Reproduce without alteration the lines of the material beginning at the line that contains "Q: Where is a point on each instance of the grass" and ending after the line that contains "x=397, y=594", both of those lines included.

Provided entries:
# # # # # # #
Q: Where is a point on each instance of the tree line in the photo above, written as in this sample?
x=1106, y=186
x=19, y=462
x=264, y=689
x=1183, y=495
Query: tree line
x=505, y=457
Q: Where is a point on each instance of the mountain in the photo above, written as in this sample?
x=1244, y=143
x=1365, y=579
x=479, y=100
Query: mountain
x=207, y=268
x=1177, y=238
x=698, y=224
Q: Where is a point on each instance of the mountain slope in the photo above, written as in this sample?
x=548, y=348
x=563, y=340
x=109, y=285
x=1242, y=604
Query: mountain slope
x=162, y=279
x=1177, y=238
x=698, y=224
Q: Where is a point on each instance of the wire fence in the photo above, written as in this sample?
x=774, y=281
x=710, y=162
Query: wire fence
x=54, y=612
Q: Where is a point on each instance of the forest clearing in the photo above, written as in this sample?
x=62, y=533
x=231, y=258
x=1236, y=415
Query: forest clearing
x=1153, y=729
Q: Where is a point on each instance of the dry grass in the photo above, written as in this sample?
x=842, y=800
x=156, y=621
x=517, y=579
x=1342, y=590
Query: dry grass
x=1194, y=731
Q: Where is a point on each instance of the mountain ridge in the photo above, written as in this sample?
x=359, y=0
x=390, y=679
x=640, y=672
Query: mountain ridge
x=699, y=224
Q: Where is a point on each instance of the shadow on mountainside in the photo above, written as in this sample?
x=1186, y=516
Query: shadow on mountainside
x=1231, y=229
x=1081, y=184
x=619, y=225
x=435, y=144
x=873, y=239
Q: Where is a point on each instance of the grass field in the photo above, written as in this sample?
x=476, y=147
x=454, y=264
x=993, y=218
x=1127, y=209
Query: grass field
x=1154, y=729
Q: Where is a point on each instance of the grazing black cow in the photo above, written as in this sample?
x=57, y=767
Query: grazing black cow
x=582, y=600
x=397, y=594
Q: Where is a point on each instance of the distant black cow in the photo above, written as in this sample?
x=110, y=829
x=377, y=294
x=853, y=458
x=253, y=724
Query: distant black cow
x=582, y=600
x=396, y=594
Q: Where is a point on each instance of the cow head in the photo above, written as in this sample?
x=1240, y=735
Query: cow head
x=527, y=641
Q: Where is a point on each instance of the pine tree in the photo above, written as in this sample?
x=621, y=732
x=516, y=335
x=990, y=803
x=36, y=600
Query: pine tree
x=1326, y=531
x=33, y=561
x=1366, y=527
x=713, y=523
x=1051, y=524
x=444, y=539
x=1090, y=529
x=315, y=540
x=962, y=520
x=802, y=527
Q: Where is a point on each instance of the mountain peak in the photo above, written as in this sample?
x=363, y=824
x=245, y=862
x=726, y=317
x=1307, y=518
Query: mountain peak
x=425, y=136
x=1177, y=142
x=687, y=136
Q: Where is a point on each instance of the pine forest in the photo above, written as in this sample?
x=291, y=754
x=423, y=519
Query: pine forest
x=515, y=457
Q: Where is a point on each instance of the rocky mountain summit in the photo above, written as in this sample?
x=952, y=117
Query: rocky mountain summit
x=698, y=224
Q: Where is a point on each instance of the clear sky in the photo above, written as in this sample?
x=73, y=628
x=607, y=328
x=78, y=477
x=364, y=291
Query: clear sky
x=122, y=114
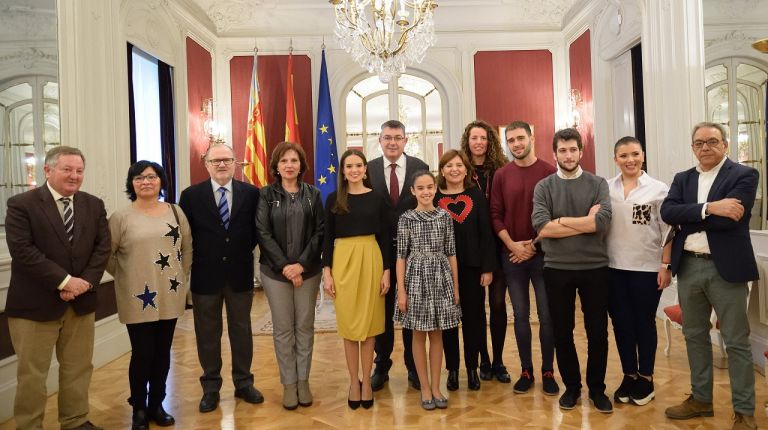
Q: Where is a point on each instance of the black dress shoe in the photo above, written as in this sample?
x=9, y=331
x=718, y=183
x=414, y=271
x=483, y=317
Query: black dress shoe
x=160, y=417
x=413, y=380
x=139, y=420
x=486, y=373
x=250, y=394
x=209, y=402
x=501, y=374
x=473, y=381
x=378, y=380
x=452, y=384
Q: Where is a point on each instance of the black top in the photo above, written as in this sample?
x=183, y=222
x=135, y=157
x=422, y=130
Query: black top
x=475, y=246
x=369, y=213
x=279, y=239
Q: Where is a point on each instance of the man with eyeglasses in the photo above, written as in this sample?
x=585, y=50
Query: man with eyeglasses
x=713, y=259
x=392, y=175
x=221, y=213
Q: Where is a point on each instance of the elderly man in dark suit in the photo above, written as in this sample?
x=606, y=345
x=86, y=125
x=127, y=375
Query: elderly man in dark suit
x=713, y=259
x=392, y=175
x=59, y=244
x=221, y=213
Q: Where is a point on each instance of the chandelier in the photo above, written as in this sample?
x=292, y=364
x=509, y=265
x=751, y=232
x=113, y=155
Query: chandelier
x=384, y=36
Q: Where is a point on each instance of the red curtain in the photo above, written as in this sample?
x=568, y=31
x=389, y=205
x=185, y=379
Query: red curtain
x=199, y=87
x=517, y=85
x=272, y=71
x=580, y=59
# # # # # # #
Finished task:
Q: Where is a point on each instance of the grass field in the photo above, written as in this sample?
x=476, y=147
x=454, y=264
x=993, y=218
x=1127, y=209
Query: grass field
x=1154, y=729
Q: Where is a point on each instance of the grazing black cow in the photo above, written as in this sample?
x=57, y=767
Query: grazing black cow
x=582, y=600
x=397, y=594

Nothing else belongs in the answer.